→ **Your assignment**
From the line containing "Apply the even-odd" to the end of the records below, output each line exactly; include both ends and nothing else.

[Saved data entries]

———

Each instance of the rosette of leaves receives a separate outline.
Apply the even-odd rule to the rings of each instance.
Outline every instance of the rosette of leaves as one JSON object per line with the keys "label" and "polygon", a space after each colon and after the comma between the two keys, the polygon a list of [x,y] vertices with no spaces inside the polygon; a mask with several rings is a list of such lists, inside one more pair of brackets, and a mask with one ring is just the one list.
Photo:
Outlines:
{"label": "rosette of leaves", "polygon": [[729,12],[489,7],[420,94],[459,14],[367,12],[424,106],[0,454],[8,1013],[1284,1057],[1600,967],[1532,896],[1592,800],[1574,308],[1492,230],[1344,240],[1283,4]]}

———

→ **Exercise response**
Apply the even-odd rule to the rings of each instance.
Outline every instance of the rosette of leaves as one JSON object per line with the keys "label" and "polygon", a space after each colon and after the comma between the two keys, the polygon a list of [x,y] vertices with no spaces inside the polygon; a mask with several rings is a list of such lists, inside one more pair of brackets, and a mask with one ring is just the one list.
Photo:
Outlines:
{"label": "rosette of leaves", "polygon": [[729,12],[489,7],[420,94],[459,14],[367,12],[424,106],[0,454],[8,1013],[1284,1057],[1600,967],[1532,896],[1592,800],[1574,308],[1492,230],[1344,240],[1283,4]]}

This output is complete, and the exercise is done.